--- About this task ---
Pictures aside, restate the records below exactly as written.

--- Information given ---
• • • •

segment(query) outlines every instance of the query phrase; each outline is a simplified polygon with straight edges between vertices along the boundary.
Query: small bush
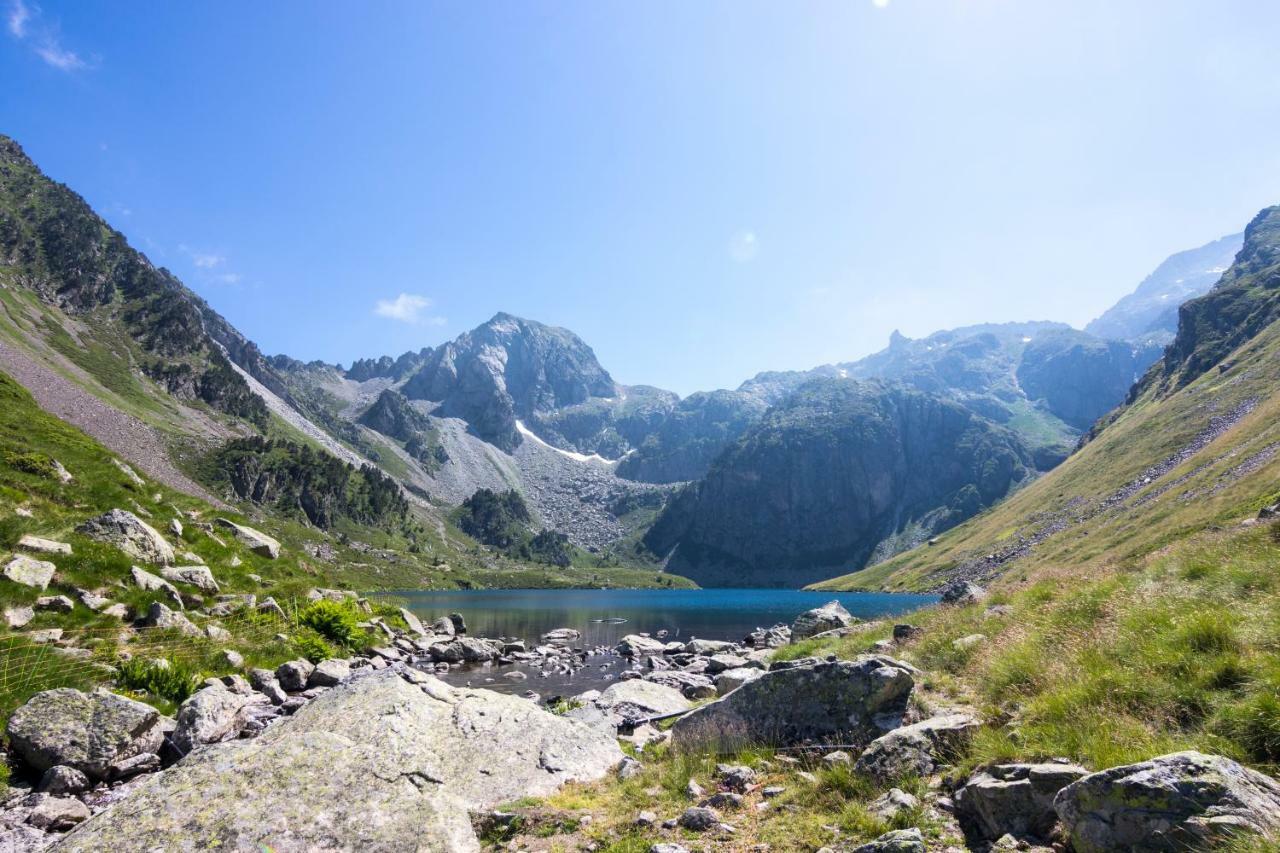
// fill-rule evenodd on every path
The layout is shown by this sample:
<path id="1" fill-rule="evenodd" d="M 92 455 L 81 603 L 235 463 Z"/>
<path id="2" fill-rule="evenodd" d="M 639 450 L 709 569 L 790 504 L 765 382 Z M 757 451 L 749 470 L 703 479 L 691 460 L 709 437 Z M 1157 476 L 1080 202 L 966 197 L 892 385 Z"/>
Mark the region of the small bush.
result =
<path id="1" fill-rule="evenodd" d="M 333 647 L 315 631 L 298 631 L 289 642 L 299 655 L 312 663 L 320 663 L 322 660 L 333 657 Z"/>
<path id="2" fill-rule="evenodd" d="M 359 621 L 353 605 L 328 599 L 313 601 L 298 614 L 299 624 L 344 648 L 353 648 L 364 642 L 365 632 Z"/>
<path id="3" fill-rule="evenodd" d="M 204 681 L 194 667 L 170 660 L 132 658 L 116 665 L 116 684 L 181 705 Z"/>
<path id="4" fill-rule="evenodd" d="M 4 462 L 10 468 L 25 471 L 28 474 L 35 474 L 38 477 L 54 477 L 57 475 L 53 460 L 43 453 L 18 453 L 10 450 L 4 454 Z"/>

• • • •

--- Response box ---
segment(query) outlines every instance of the query phrase; each outline is a simplified polygon with straight edges between vertices along the boundary.
Query: small bush
// fill-rule evenodd on every path
The layout is shown by this sample:
<path id="1" fill-rule="evenodd" d="M 92 455 L 81 603 L 235 463 Z"/>
<path id="2" fill-rule="evenodd" d="M 639 450 L 709 569 L 790 504 L 765 382 Z M 757 451 L 749 470 L 703 479 L 691 460 L 709 437 Z M 1157 476 L 1080 202 L 966 197 L 892 385 Z"/>
Mark the region of the small bush.
result =
<path id="1" fill-rule="evenodd" d="M 333 647 L 315 631 L 298 631 L 289 642 L 299 655 L 312 663 L 320 663 L 322 660 L 333 657 Z"/>
<path id="2" fill-rule="evenodd" d="M 359 621 L 353 605 L 328 599 L 313 601 L 298 614 L 299 624 L 344 648 L 353 648 L 364 642 L 365 632 Z"/>
<path id="3" fill-rule="evenodd" d="M 204 681 L 194 667 L 170 660 L 132 658 L 116 665 L 116 684 L 181 705 Z"/>
<path id="4" fill-rule="evenodd" d="M 4 462 L 10 468 L 25 471 L 28 474 L 35 474 L 38 477 L 54 477 L 57 475 L 53 460 L 43 453 L 18 453 L 10 450 L 4 454 Z"/>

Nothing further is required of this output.